Point annotation records =>
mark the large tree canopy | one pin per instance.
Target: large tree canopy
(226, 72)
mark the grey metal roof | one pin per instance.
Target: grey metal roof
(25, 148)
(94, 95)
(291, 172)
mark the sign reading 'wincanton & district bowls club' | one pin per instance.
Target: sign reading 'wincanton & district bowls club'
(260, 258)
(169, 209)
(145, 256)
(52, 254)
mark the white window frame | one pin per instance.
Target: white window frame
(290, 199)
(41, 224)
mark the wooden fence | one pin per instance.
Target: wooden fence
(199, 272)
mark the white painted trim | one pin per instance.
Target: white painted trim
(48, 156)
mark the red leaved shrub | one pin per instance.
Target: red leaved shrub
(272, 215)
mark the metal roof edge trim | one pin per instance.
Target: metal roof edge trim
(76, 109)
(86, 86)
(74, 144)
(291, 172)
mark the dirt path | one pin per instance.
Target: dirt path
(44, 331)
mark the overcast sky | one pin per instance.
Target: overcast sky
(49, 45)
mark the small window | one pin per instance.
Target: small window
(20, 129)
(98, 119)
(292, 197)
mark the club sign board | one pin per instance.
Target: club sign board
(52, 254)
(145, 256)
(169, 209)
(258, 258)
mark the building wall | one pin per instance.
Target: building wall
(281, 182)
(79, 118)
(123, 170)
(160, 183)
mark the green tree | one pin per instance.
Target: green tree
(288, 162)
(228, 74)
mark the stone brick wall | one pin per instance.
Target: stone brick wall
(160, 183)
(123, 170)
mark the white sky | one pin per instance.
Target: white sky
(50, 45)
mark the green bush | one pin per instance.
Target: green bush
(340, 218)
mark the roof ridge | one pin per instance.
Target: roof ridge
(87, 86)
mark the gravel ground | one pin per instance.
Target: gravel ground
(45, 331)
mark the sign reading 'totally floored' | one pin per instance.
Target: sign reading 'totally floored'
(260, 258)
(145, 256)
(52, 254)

Task prompt => Write out every entry again, keeping each line exactly the same.

Answer to this task =>
mark the large tree canopy | one pin per instance.
Target: large tree canopy
(226, 72)
mark the grey metal roof | one pin per instance.
Target: grey metal roof
(25, 148)
(94, 95)
(291, 172)
mark the sign reading 'wincanton & district bowls club' | one pin per instance.
Target: sign reading 'wincanton & district bowls club'
(260, 258)
(169, 209)
(145, 256)
(52, 254)
mark the white window frame | one pin per instance.
Target: white window frame
(290, 199)
(41, 224)
mark the wooden fence | one pin per instance.
Target: wooden fence
(199, 272)
mark the white painted trim | one pin per instance.
Target: white painted trim
(48, 156)
mark the red leaved shrub | one pin per instance.
Target: red leaved shrub
(272, 215)
mark the metal roof edge trim | one pin per instance.
Target: metal roof edge trim
(76, 109)
(86, 86)
(74, 144)
(291, 172)
mark the dirt path | one pin per instance.
Target: dirt path
(44, 331)
mark the overcast sky | one pin per instance.
Target: overcast sky
(49, 45)
mark the small window | one pin per instance.
Target: small window
(20, 129)
(98, 119)
(292, 197)
mark the club sign board | one pin per instance.
Target: club sign board
(52, 254)
(145, 256)
(169, 209)
(258, 258)
mark the building wall | one pin per instance.
Target: building wall
(281, 182)
(79, 118)
(123, 170)
(160, 183)
mark the green tree | one pin per instance.
Target: green tree
(288, 162)
(228, 74)
mark the stone brick wall | one pin per instance.
Target: stone brick wall
(160, 183)
(123, 170)
mark the white sky | one pin per instance.
Target: white sky
(50, 45)
mark the green bush | one pin per instance.
Target: green bush
(340, 218)
mark the roof ridge | one pin per instance.
Target: roof ridge
(87, 86)
mark the gravel ground | one pin per instance.
Target: gravel ground
(45, 331)
mark the sign reading 'totally floored' | one pin per instance.
Target: sign reading 'totally floored'
(260, 258)
(145, 256)
(52, 254)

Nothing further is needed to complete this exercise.